Point labeling dataset records:
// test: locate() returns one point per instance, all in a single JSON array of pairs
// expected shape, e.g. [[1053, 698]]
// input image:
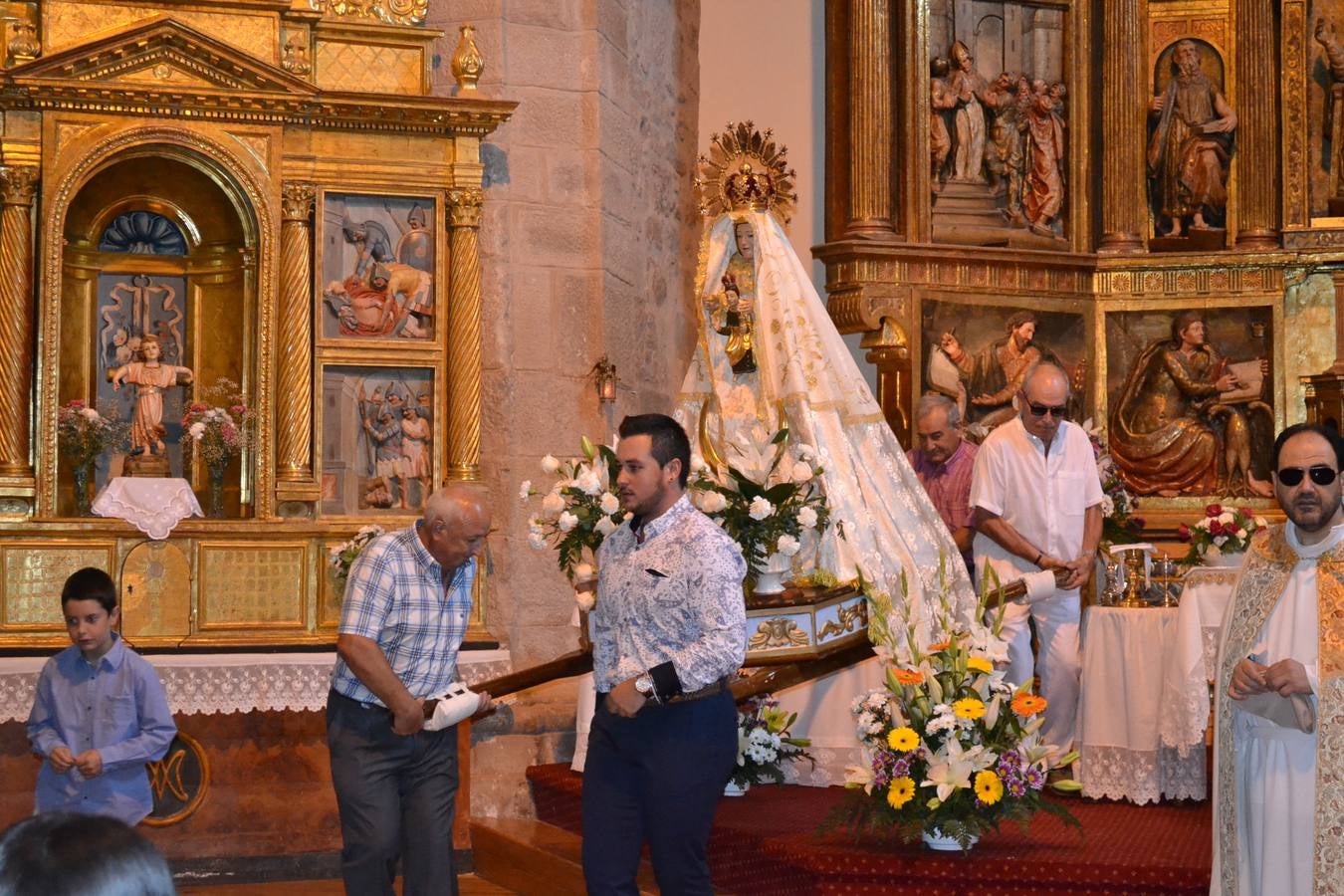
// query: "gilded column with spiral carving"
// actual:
[[870, 121], [1124, 111], [293, 346], [18, 184], [1256, 125], [464, 334]]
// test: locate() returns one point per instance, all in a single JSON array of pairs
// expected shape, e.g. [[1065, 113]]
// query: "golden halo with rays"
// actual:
[[745, 168]]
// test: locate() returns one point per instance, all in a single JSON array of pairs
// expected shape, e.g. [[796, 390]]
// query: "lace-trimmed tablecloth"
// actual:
[[1122, 680], [149, 503], [233, 681], [1191, 662]]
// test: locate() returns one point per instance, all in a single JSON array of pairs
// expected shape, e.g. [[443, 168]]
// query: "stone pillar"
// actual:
[[1256, 125], [1124, 109], [18, 184], [464, 334], [870, 121], [295, 340]]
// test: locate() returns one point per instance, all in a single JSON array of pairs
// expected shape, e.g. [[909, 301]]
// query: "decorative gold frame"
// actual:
[[214, 85]]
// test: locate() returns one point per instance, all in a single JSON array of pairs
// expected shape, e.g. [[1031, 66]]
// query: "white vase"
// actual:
[[934, 838], [1217, 558], [771, 577]]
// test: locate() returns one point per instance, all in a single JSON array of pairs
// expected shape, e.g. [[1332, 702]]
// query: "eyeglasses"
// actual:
[[1040, 410], [1320, 474]]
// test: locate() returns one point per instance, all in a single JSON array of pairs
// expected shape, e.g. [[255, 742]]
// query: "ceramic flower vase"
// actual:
[[83, 476], [934, 838], [771, 579], [217, 488]]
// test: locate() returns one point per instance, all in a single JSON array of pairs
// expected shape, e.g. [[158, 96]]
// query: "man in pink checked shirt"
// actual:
[[943, 461]]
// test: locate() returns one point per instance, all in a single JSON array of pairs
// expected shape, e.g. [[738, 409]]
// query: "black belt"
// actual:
[[707, 691]]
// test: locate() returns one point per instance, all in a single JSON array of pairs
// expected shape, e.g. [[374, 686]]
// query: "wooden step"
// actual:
[[535, 858]]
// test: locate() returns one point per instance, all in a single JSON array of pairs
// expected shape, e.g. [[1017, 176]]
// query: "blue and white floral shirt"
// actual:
[[672, 596]]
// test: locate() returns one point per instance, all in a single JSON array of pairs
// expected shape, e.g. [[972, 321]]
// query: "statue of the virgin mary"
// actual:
[[756, 296]]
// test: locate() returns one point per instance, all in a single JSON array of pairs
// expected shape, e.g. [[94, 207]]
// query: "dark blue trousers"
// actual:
[[656, 778], [395, 798]]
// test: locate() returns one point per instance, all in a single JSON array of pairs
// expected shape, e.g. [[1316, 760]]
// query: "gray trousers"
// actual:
[[395, 798]]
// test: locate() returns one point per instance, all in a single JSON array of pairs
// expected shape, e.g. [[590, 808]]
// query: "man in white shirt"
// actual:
[[1278, 780], [1036, 503]]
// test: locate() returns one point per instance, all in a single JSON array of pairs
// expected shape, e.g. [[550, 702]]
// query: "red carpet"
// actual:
[[767, 842]]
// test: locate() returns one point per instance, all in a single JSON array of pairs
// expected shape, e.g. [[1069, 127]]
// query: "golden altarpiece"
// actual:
[[1086, 180], [269, 188]]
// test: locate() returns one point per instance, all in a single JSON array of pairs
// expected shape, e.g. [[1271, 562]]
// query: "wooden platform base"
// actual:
[[533, 857]]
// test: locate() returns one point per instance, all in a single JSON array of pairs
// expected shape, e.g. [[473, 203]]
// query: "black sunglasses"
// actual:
[[1320, 474], [1040, 410]]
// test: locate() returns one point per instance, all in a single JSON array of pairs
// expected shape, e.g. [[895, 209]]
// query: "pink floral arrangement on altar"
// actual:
[[953, 749], [1222, 531], [223, 430], [84, 433], [578, 512]]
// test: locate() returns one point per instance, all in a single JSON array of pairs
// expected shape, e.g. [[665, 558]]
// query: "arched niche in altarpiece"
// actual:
[[157, 242]]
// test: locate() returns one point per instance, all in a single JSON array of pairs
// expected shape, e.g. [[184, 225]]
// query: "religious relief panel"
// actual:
[[1191, 400], [1191, 138], [998, 123], [979, 354], [1325, 108], [378, 439], [378, 268]]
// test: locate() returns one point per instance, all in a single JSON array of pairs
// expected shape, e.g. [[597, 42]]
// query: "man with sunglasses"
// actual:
[[1278, 754], [1036, 503]]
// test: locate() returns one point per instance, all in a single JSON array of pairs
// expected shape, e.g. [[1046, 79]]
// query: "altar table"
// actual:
[[210, 683], [1193, 660], [1121, 755]]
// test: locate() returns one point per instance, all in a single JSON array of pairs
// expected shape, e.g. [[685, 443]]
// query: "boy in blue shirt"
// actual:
[[100, 712]]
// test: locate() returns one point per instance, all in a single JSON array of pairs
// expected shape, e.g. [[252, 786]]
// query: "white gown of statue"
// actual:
[[890, 527]]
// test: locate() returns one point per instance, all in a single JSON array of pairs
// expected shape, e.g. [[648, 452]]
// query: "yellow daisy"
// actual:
[[988, 787], [901, 791], [903, 739], [968, 708]]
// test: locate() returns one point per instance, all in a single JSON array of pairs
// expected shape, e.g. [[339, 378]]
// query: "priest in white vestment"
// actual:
[[1278, 761]]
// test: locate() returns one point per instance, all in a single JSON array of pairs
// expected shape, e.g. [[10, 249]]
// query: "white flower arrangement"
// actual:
[[578, 511], [341, 557], [768, 497]]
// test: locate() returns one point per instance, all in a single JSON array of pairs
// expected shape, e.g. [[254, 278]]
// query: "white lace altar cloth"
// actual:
[[221, 683], [152, 504], [1121, 755], [1193, 660]]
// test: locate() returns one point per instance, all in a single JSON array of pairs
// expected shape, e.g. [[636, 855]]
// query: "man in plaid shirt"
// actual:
[[405, 612]]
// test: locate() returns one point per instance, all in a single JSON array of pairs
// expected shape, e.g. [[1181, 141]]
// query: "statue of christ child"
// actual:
[[730, 308], [150, 377]]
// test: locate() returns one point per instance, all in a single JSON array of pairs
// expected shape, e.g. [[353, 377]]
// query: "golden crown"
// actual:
[[745, 169]]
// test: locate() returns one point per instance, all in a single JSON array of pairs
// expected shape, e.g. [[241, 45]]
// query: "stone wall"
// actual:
[[588, 246]]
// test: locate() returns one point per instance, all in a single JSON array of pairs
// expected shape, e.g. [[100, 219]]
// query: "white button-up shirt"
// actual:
[[674, 598], [1043, 497]]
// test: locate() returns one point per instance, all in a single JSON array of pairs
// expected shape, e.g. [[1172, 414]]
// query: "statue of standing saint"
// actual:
[[1191, 148], [150, 377]]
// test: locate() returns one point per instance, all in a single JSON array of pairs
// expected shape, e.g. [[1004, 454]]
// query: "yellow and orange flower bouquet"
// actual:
[[953, 747]]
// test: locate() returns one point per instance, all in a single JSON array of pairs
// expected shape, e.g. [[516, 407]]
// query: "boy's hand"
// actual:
[[89, 764], [61, 760]]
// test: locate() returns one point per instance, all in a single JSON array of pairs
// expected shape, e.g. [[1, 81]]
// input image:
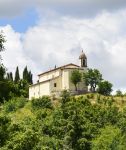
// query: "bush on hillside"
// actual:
[[14, 104], [43, 102]]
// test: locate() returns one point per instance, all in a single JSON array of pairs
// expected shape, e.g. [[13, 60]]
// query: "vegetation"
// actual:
[[86, 122], [92, 78], [75, 78], [76, 123], [104, 88]]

◆ Directive: List every line of the records that contains the string "with", matching case exactly.

◆ Output for this exercise:
// query: "gilded column with spiral carving"
// query: "golden halo with rays"
// query: "man with sunglasses"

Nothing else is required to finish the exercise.